• **AIM OF THE TASK**: Copy the records below without altering a single word.

BEGIN SUPPLIED RECORDS

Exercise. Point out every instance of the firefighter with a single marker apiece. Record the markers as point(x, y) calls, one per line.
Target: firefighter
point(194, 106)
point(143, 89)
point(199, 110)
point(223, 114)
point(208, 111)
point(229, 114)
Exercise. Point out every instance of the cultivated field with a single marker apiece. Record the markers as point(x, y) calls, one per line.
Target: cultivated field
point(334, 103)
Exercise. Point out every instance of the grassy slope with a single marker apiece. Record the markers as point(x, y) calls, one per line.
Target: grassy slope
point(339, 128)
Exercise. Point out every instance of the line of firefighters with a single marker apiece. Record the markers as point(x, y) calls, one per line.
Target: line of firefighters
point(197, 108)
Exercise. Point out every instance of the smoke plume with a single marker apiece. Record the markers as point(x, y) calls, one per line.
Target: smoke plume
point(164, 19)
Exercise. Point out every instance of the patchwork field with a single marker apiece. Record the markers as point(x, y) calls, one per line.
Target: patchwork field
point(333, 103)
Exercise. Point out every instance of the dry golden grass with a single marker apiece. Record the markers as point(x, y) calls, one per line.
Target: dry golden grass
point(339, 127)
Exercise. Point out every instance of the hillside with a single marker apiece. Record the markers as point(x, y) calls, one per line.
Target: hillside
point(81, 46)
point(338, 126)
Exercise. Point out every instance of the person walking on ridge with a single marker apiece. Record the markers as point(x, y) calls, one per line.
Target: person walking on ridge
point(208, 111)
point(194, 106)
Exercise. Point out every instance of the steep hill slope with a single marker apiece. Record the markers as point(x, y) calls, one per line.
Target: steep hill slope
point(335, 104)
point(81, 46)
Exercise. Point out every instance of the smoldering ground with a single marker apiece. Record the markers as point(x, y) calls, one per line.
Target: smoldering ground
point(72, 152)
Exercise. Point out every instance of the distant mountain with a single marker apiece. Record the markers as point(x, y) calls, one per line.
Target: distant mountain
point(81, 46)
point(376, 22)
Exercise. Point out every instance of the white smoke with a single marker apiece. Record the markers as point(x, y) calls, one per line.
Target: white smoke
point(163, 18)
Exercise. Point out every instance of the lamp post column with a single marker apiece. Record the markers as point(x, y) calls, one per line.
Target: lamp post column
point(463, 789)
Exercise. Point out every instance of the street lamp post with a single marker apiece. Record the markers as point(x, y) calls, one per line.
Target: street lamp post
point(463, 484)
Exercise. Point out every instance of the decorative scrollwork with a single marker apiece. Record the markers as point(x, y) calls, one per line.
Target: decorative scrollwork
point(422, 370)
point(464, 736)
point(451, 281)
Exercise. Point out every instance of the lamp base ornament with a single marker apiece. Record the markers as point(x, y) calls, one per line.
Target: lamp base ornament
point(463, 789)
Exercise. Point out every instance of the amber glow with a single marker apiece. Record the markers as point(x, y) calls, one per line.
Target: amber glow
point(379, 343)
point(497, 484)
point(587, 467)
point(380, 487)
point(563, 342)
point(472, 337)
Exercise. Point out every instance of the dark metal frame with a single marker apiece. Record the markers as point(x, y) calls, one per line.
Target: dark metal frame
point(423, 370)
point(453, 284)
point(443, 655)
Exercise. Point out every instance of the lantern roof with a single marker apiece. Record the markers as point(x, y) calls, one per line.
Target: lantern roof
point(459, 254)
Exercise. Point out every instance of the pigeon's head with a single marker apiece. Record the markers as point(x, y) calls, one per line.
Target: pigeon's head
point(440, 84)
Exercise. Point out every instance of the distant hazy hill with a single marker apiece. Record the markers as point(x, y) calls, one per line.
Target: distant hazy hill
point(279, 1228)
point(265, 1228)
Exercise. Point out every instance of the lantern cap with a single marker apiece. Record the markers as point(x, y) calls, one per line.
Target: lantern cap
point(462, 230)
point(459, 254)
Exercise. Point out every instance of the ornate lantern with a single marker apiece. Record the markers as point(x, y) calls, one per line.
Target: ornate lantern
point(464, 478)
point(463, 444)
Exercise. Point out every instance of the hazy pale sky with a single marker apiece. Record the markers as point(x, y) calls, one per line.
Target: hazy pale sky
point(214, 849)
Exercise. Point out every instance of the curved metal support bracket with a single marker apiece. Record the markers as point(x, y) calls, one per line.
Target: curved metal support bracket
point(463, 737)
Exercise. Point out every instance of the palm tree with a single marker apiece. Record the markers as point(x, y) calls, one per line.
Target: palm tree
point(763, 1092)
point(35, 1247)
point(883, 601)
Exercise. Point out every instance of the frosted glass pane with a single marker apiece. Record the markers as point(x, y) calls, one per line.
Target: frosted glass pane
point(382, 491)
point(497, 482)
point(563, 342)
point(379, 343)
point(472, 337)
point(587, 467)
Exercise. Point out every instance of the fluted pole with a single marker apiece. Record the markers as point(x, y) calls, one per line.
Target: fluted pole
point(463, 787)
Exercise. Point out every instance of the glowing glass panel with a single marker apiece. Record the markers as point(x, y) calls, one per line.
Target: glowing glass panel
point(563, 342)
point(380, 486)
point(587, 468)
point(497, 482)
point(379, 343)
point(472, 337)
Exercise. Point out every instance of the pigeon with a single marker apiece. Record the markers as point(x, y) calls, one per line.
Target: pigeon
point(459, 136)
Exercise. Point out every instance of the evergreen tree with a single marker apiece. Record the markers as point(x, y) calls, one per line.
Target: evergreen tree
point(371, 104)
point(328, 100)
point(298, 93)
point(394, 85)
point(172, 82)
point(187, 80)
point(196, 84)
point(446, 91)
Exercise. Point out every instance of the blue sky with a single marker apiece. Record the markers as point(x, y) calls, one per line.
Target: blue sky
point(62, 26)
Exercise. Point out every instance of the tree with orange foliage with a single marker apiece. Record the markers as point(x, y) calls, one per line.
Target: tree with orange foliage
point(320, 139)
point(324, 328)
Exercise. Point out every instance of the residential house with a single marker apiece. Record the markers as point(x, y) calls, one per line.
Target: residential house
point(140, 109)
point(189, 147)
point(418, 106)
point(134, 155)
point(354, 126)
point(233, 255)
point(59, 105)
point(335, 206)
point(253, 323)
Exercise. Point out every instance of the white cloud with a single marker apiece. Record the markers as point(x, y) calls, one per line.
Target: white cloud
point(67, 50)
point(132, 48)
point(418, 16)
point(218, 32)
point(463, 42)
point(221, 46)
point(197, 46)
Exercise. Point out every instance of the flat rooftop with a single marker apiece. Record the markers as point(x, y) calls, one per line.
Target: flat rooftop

END SUPPLIED RECORDS

• **YOUR SOLUTION**:
Exercise. Point out every instance of the firefighter with a single marker apiece. Record the markers as point(x, y) calls, one per line.
Target: firefighter
point(194, 106)
point(143, 89)
point(199, 110)
point(223, 114)
point(208, 111)
point(229, 114)
Exercise. Point out every instance of the cultivated field with a single marker apiece. Record the markers as point(x, y) calls, one per line.
Target: cultivated field
point(334, 103)
Exercise. Point out every instance of the grassy slope with a single marker apiece. Record the markers as point(x, y) calls, one per line.
Target: grassy slope
point(339, 128)
Exercise. Point out every instance of the line of firefighters with a single marker apiece. Record the markers as point(x, y) calls, one per line.
Target: line of firefighters
point(197, 108)
Exercise. Point out every instance of the smoke plume with a single marker apiece. Record the markers as point(x, y) calls, one per line.
Target: smoke plume
point(164, 19)
Exercise. Point out every instance of the patchwork field with a single marker apiece. Record the markers as point(x, y) calls, one per line.
Target: patchwork field
point(333, 103)
Exercise. Point out every instance of the dry golden grass with a single marker apiece. Record the markers as point(x, y) calls, one per line.
Target: dry golden grass
point(339, 127)
Exercise. Point out every instance of the hillside with a single marker apiece. Record the markers as point(x, y) calls, one per line.
Target: hillside
point(81, 46)
point(338, 126)
Exercise. Point out every instance of the person walking on ridge with a single marker apiece. Record the markers as point(x, y) calls, one per line.
Target: person walking on ridge
point(208, 111)
point(194, 106)
Exercise. Point out every instance of the steep hill slope with a single marker apiece. Record the markers as point(x, y) calls, one per line.
Target: steep hill slope
point(335, 104)
point(81, 46)
Exercise. Point out every instance of the smoldering ground with a single marker apiece. Record the markers as point(x, y) calls, one per line.
Target: smoldering ground
point(72, 152)
Exercise. Point out every instance of the distant mountain with a single marker apiece. Record the markers as point(x, y) calls, one per line.
Target: distant mountain
point(81, 46)
point(376, 22)
Exercise. Point out every instance of the white smoke with a single marker apiece. Record the markers as point(x, y) calls, one per line.
Target: white smoke
point(163, 18)
Exercise. Point out every instance of the lamp post column with a single marker apiece. Record the markers as point(x, y) calls, one per line.
Target: lamp post column
point(463, 789)
Exercise. Point out every instance of the street lamp post with a single marker apiece. Record the markers as point(x, y) calls, one per line.
Target: street lamp post
point(463, 484)
Exercise. Point out every instance of the decorative scrollwork with a single marker apiece. Record the markers as point(x, y) calls, one per line.
Target: decorative scrollwork
point(422, 370)
point(464, 736)
point(451, 281)
Exercise. Point out every instance of the lamp base ornament with a single marker apiece. Record the markers as point(x, y) calls, one per line.
Target: lamp base ornament
point(463, 789)
Exercise. Point out every instance of the amber glow with a single marker apiece. Record the markers as point(x, y) calls, one per line.
Target: amber glow
point(379, 343)
point(497, 484)
point(587, 467)
point(380, 487)
point(563, 342)
point(472, 337)
Exercise. Point out every instance of the dark metal frame with a single marker apiece. Record the markers as point(x, y) calls, one per line.
Target: dark metal frame
point(423, 370)
point(453, 284)
point(443, 655)
Exercise. Point out every instance of the lantern roof with a single marker apiece. Record the markers as point(x, y) calls, one per line.
Target: lantern roof
point(459, 254)
Exercise. Point out every instance of the pigeon's head with a single marker apiece. Record the markers as point(x, y) calls, one per line.
Target: pigeon's head
point(440, 84)
Exercise. Point out every instance of the distant hazy hill with a single marker apiece. Record the markers as point(x, y) calls, one per line.
Target: distant hazy hill
point(279, 1228)
point(265, 1228)
Exercise. Point out every instance of the lantern cap with a single marker apiece. Record the markers as point(x, y) calls, one per line.
Target: lantern cap
point(462, 230)
point(459, 254)
Exercise. Point out every instance of the ornate lantern with a single marker apiece. Record the markers as point(x, y) calls, one per line.
Target: ornate lantern
point(464, 478)
point(463, 444)
Exercise. Point out every instance of the hazy pale sky with a single marker apiece. Record the markers as point(x, y) calls, one per line.
Target: hazy pale sky
point(214, 849)
Exercise. Point out every instance of the curved metal support bracket with a single marker apiece. Record the markers as point(x, y) calls, one per line.
Target: curved metal support bracket
point(463, 737)
Exercise. Point out every instance of the palm tree with a single marker apiece. Record the markers as point(x, y) calls, one per line.
Target: palm tree
point(763, 1092)
point(35, 1247)
point(883, 601)
Exercise. Point out every instance of the frosted glass pane with a single marker apiece. Record the markers as point(x, y) calls, one per line.
Target: frosted glass pane
point(382, 491)
point(497, 482)
point(563, 342)
point(379, 343)
point(472, 337)
point(587, 467)
Exercise. Point out every instance of the fluted pole with a single marker apiece. Record the markers as point(x, y) calls, one per line.
Target: fluted pole
point(463, 787)
Exercise. Point out every instance of the glowing glass panel with a single marker apiece. Record the markers as point(x, y) calls, one per line.
Target: glowing glass panel
point(563, 342)
point(380, 486)
point(587, 468)
point(497, 482)
point(379, 343)
point(472, 337)
Exercise. Point out every instance of the pigeon with a single marker apiece. Record the markers as point(x, y) calls, one per line.
Target: pigeon
point(459, 136)
Exercise. Point out every instance of the evergreen tree with a single marker apiece. Record the markers as point(x, y) calls, one per line.
Target: evergreen tree
point(371, 104)
point(328, 100)
point(298, 93)
point(394, 85)
point(172, 82)
point(187, 80)
point(196, 84)
point(446, 91)
Exercise. Point out every instance of the blue sky with a single marker apiece. Record the markers as point(x, y) calls, one per line.
Target: blue sky
point(62, 26)
Exercise. Point out every instance of the tree with orange foliage with a single marker apiece. Record the markers as point(x, y) calls, one per line.
Target: tree with orange foliage
point(320, 139)
point(324, 328)
Exercise. Point out every instance of the residential house with a single marker apiece. Record the markers as point(x, y) calls, one per line.
Target: residential house
point(140, 109)
point(189, 147)
point(418, 106)
point(134, 155)
point(354, 126)
point(233, 255)
point(59, 105)
point(335, 206)
point(253, 323)
Exercise. Point out every instance of the white cloud with a single marker apiece. Record the markers as point(x, y) calls, one per line.
Target: white cloud
point(67, 50)
point(132, 48)
point(418, 16)
point(218, 32)
point(463, 42)
point(221, 46)
point(197, 46)
Exercise. Point out every instance of the flat rooftop with a single marker apiece. Record the markers as point(x, y) calls, one per line.
Target: flat rooftop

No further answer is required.